(Natural language region descriptions)

↓

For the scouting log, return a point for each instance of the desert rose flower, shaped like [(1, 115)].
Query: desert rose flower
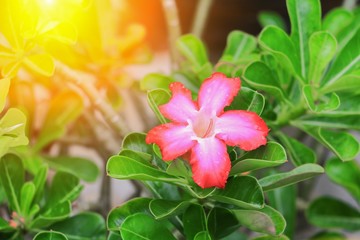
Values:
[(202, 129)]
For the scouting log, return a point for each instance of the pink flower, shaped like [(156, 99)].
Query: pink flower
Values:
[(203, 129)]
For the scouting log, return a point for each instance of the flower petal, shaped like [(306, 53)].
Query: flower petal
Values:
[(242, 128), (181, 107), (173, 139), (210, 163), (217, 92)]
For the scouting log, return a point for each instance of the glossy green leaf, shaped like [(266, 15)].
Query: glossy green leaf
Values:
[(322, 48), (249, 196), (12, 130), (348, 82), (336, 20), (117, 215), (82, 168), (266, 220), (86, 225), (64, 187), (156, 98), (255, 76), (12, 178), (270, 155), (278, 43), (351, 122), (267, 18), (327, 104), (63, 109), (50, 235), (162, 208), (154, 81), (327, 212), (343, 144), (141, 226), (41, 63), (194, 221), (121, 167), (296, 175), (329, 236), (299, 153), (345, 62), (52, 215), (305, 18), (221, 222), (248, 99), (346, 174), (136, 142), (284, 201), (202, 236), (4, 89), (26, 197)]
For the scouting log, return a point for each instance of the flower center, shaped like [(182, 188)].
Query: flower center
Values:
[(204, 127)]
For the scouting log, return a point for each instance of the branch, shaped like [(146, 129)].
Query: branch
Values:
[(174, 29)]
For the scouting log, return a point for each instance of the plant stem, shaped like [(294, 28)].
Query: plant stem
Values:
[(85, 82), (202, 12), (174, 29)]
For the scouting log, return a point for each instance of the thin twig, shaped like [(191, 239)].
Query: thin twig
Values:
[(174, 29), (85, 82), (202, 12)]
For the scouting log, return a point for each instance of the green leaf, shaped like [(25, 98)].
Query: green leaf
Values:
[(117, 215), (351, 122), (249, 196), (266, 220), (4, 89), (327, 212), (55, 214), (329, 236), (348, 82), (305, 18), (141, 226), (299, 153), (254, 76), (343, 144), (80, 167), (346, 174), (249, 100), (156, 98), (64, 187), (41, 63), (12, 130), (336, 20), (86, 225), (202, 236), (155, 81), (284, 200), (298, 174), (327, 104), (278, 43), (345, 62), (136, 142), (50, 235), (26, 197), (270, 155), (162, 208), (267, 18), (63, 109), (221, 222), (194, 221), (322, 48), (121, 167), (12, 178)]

↑
↓

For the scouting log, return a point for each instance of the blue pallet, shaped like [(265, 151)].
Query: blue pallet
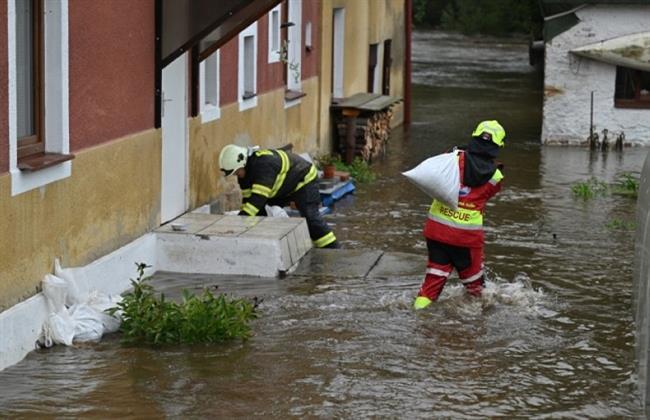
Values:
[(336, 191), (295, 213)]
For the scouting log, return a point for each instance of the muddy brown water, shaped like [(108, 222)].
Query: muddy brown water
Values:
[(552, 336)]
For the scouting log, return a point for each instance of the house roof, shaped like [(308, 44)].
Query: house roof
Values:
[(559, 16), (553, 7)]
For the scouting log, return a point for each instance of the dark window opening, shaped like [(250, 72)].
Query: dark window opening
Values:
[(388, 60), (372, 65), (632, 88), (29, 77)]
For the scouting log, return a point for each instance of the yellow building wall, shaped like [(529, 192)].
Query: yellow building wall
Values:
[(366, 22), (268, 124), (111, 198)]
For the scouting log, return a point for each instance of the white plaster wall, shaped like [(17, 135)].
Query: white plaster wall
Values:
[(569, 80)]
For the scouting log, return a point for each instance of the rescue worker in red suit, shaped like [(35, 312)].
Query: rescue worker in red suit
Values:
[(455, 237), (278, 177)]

↑
↓

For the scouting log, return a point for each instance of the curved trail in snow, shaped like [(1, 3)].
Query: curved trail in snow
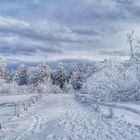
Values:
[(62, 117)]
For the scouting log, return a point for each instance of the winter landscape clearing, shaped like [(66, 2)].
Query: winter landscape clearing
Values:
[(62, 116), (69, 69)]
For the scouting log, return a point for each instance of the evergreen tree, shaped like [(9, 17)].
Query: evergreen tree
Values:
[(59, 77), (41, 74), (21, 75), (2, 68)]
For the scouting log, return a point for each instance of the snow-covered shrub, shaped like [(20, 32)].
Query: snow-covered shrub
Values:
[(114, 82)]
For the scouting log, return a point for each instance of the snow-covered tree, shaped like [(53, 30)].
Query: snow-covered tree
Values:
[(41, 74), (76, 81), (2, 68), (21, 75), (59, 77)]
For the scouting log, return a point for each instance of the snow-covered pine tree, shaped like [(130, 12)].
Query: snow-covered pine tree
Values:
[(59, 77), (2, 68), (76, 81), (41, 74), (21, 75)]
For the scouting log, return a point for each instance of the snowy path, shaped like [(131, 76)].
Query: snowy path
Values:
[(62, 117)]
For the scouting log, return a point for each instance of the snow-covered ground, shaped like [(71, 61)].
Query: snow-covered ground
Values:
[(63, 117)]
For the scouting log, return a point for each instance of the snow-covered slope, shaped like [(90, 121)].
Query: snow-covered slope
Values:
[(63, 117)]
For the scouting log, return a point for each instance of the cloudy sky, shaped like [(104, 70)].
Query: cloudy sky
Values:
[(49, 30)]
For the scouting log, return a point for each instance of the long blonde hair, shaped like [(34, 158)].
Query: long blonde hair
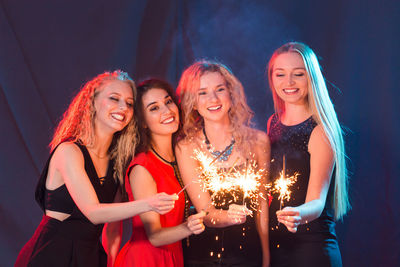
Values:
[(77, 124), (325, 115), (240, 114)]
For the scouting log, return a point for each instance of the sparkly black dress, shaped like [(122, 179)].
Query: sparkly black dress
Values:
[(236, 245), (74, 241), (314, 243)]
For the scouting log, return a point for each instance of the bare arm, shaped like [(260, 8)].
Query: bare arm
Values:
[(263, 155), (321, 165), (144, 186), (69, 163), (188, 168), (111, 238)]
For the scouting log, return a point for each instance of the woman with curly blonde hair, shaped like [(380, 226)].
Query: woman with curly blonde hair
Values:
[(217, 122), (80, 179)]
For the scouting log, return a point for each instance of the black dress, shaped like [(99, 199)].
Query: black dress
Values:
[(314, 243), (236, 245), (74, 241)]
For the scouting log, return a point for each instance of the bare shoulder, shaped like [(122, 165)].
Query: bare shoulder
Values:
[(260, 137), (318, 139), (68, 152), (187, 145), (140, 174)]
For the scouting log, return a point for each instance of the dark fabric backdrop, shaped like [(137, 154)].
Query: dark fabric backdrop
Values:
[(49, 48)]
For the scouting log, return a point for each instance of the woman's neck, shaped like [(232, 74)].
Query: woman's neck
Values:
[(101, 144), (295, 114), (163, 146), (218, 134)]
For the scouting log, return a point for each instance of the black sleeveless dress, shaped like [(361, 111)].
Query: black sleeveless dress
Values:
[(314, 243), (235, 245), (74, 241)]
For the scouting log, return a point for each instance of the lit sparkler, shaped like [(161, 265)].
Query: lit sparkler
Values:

↑

*WORK TO COMPLETE:* Above are some lines. Repeat exactly, and only, those from the line that has "Query: plant stem" through the line that has "Query: green leaf".

*ANSWER TO THE PROBLEM:*
Query: plant stem
Values:
[(85, 82), (202, 12), (174, 29)]
For the scouting log, return a point for each instance of the thin twig, shaped like [(191, 239)].
Query: thin twig
Values:
[(174, 29), (85, 82), (202, 12)]
For the scouting log, return a point for each instance of the green leaf, shaped like [(25, 98)].
Query: green leaf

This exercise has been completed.